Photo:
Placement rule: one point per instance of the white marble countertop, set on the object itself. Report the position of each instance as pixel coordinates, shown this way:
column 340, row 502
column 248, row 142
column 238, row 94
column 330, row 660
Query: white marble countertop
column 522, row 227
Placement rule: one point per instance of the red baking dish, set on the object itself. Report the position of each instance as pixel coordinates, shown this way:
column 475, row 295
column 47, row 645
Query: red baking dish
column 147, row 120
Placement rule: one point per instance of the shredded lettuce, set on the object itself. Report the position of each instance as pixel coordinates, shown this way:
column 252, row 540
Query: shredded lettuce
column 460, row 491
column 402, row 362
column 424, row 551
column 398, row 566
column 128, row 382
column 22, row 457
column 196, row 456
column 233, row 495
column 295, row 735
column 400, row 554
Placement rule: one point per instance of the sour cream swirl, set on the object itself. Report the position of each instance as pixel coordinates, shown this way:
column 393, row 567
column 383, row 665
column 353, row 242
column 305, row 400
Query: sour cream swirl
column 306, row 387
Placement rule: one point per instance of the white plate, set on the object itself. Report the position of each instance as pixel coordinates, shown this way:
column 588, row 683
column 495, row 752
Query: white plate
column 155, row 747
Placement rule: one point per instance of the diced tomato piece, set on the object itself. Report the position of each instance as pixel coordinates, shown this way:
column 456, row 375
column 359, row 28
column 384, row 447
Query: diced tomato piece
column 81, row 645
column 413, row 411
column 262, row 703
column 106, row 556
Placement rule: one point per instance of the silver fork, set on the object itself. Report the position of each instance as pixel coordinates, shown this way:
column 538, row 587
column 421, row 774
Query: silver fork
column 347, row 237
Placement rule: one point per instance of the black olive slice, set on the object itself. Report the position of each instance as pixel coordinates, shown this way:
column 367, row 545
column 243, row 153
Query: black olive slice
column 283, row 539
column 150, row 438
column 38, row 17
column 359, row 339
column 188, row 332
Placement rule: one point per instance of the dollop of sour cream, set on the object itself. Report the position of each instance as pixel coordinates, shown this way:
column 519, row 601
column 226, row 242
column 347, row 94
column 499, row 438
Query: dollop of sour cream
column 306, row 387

----------

Set problem: Reproduce word for word everything in the items above from the line containing "Placement rule: one point per instance of the silver" down to the line containing "column 347, row 237", both of those lines included.

Finished answer:
Placement rule: one point per instance of the silver fork, set on the object itself. Report the position of each instance as pixel coordinates, shown this way:
column 538, row 587
column 421, row 774
Query: silver fork
column 347, row 237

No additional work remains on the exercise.